Provided passage:
This research employs a spatial regression model to predict population exposure to LST extremes in 200 cities across diverse climates. The model uses remote sensing data, including Land Surface Temperature (LST) from MODIS, and Normalized Difference Vegetation Index (NDVI) to represent greenness. Data were aggregated at a 1km spatial resolution for the three warmest months of each year from 2010 to 2019. Exposure is calculated as the number of days/nights when LST exceeds a threshold (defined as the 90th percentile of the LST distribution over 20 years for each city) multiplied by the exposed population. A spatial lag model (SLM), accounting for spatial autocorrelation, is used due to the spatial correlation of variables. The SLM uses NDVI and distance to water bodies as predictors. Model performance is evaluated using R-squared and Mean Absolute Error (MAE) through k-fold cross-validation. The model is used to estimate the required vegetation increment for reducing exposure. Two scenarios are compared: 1) uniform NDVI increase across the entire city, and 2) focused NDVI increase in the most densely populated areas to achieve the same exposure reduction. The Köppen-Geiger climate classification system is used for climate zone analysis and data aggregation.

The analysis of 200 cities across various climate zones (Arid, Continental, Temperate, Tropical) reveals a significant increase in population exposure to LST extremes between 2010 and 2020, primarily due to urbanization. The spatial lag model shows high accuracy (R-squared ≥ 0.8) in predicting both daytime and nighttime exposure. The model indicates that increased green space and proximity to water bodies significantly reduce LST exposure. The coefficients for NDVI and distance to water bodies are negative, indicating that increases in green cover and water bodies lead to lower exposure. Simulations demonstrate that targeting high-exposure areas (most populated areas in this study) for urban greening is far more efficient than uniform treatment. For instance, in Paris, a 12% reduction in exposure requires a 44% increase in overall NDVI with uniform treatment, while targeting densely populated areas achieves the same reduction with only a 14% NDVI increment. Across all cities, increasing NDVI by 0.3 leads to average exposure reductions of 12%, 13%, 16%, and 32% for temperate, arid, continental, and tropical regions, respectively. Significantly, targeting specific areas allows for up to 70% reduction in the overall required NDVI increase compared to a uniform approach.

The findings highlight the significant role of spatially optimized urban greening in mitigating population exposure to LST extremes. The high accuracy of the spatial lag model validates its use for predicting exposure and informing urban planning strategies. The substantial efficiency gains from targeting high-exposure areas suggest a more effective and resource-conscious approach to urban greening initiatives. These results offer concrete guidance for decision-makers in developing climate adaptation strategies. The model's adaptability to any city worldwide makes it a valuable tool for urban planners and policymakers globally.

This study provides a robust methodology for assessing and predicting urban population exposure to LST extremes, demonstrating the significant benefits of spatially-optimized urban greening. The high accuracy of the spatial lag model and the efficiency gains from targeting specific areas provide concrete guidance for urban planning and climate adaptation strategies. Future research should investigate the combined effects of urban greening with other mitigation strategies (e.g., increased albedo, water bodies), explore different targeting strategies beyond the most densely populated areas, and incorporate socio-economic factors to ensure equitable distribution of green infrastructure.

The study uses LST as a proxy for population exposure to heat, acknowledging that LST may not fully capture the thermal environment experienced by individuals. The urban canyon effect and the complex relationship between emissivity and urban materials/vegetation may introduce some uncertainty. The study focuses on the 3 warmest months of the year and averages values over a ten-year period; higher temporal and spatial resolution could provide finer-grained insights. Additionally, other mitigation strategies besides greening are not considered in this study.

Extracted material:
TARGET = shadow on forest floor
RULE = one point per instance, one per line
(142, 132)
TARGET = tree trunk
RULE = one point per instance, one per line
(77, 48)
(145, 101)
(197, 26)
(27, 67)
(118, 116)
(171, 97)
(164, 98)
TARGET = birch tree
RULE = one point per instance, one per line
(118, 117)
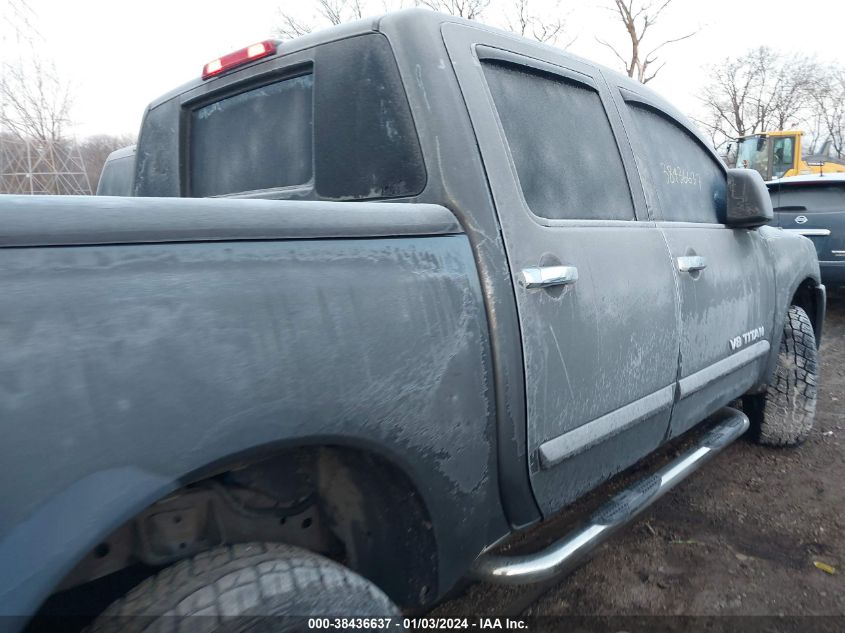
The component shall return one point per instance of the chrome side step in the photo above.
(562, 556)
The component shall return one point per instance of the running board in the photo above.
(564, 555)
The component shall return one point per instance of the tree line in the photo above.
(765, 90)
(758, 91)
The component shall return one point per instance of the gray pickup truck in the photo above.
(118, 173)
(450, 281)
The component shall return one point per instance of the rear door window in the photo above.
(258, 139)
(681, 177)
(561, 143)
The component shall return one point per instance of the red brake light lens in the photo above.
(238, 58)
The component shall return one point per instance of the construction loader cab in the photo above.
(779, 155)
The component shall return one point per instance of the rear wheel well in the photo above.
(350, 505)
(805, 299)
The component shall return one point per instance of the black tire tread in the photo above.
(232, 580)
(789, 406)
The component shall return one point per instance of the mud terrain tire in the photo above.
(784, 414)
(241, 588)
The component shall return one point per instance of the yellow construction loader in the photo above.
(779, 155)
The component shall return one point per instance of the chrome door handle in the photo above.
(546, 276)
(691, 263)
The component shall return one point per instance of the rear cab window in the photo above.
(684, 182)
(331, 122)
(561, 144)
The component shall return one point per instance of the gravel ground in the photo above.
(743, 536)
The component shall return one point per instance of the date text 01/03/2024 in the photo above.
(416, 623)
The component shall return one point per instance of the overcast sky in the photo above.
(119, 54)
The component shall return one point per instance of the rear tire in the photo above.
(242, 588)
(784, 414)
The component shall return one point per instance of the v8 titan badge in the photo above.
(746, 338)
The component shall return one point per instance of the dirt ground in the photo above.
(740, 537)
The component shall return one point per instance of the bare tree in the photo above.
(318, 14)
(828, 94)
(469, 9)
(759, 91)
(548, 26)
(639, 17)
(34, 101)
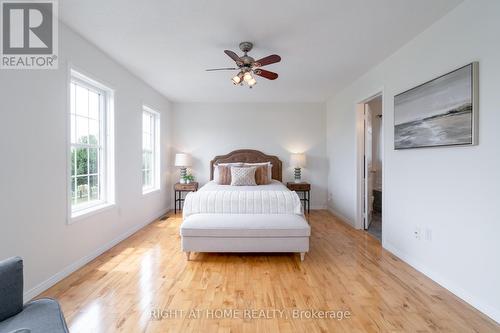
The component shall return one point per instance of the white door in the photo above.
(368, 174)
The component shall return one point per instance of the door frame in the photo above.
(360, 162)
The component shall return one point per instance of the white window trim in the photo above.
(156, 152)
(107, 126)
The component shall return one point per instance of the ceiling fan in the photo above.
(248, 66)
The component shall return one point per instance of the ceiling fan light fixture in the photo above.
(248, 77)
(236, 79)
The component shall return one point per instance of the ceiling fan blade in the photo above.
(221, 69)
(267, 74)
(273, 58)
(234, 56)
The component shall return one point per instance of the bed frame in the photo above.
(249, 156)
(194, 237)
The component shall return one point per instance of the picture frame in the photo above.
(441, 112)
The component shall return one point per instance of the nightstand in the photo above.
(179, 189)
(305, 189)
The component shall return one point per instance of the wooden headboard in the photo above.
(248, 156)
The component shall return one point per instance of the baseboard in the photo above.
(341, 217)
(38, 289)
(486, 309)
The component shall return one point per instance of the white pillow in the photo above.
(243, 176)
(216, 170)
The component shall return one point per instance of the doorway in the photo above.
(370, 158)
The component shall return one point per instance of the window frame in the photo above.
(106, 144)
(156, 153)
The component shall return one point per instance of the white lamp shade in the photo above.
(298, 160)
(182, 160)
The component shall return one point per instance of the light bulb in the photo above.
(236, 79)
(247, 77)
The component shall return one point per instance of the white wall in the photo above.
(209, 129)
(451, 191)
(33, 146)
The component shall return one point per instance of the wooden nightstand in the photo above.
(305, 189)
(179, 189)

...

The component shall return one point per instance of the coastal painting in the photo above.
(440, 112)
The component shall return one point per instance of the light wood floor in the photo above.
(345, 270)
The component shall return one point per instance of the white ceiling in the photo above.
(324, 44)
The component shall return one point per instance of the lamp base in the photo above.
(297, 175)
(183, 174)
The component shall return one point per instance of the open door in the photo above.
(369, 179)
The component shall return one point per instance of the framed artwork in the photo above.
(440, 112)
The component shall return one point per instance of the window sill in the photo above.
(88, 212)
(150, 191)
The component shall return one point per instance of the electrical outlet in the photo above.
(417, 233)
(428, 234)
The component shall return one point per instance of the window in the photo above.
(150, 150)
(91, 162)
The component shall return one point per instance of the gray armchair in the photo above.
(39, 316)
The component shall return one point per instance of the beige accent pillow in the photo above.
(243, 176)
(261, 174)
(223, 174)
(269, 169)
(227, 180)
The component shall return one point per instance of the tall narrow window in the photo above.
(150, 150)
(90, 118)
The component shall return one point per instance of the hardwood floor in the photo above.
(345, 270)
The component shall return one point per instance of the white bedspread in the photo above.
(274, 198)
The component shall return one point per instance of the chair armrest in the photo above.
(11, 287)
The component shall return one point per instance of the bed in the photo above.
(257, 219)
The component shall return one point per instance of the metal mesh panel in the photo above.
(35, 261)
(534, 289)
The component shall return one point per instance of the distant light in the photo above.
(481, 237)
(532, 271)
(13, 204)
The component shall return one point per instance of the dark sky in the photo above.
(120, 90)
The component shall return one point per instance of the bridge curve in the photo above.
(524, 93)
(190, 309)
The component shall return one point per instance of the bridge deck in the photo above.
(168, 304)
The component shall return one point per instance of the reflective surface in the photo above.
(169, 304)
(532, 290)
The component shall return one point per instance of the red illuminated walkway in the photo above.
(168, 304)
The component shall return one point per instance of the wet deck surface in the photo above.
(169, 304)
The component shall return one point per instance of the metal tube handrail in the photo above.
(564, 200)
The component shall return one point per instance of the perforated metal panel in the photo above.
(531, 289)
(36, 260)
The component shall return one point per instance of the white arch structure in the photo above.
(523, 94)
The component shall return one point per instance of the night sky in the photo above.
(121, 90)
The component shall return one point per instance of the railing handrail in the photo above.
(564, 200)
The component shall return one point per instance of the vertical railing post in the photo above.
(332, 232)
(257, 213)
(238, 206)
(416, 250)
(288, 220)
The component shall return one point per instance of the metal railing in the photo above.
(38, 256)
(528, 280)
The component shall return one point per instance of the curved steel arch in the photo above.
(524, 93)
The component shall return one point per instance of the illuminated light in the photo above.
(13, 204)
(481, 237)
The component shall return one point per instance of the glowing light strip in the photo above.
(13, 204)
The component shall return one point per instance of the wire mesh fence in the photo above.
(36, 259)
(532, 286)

Exercise aim: Summarize the urban heat exposure study above in two sentences.

Result for this exercise: Using MODIS land surface temperature and NDVI data for 200 cities from 2010 to 2019, the study built a spatial lag model that predicts population exposure to LST extremes with high accuracy and shows that more green space and proximity to water bodies reduce exposure. Simulations found that concentrating greening in the most densely populated areas is far more efficient than a uniform citywide increase, cutting the required NDVI increase by up to 70%.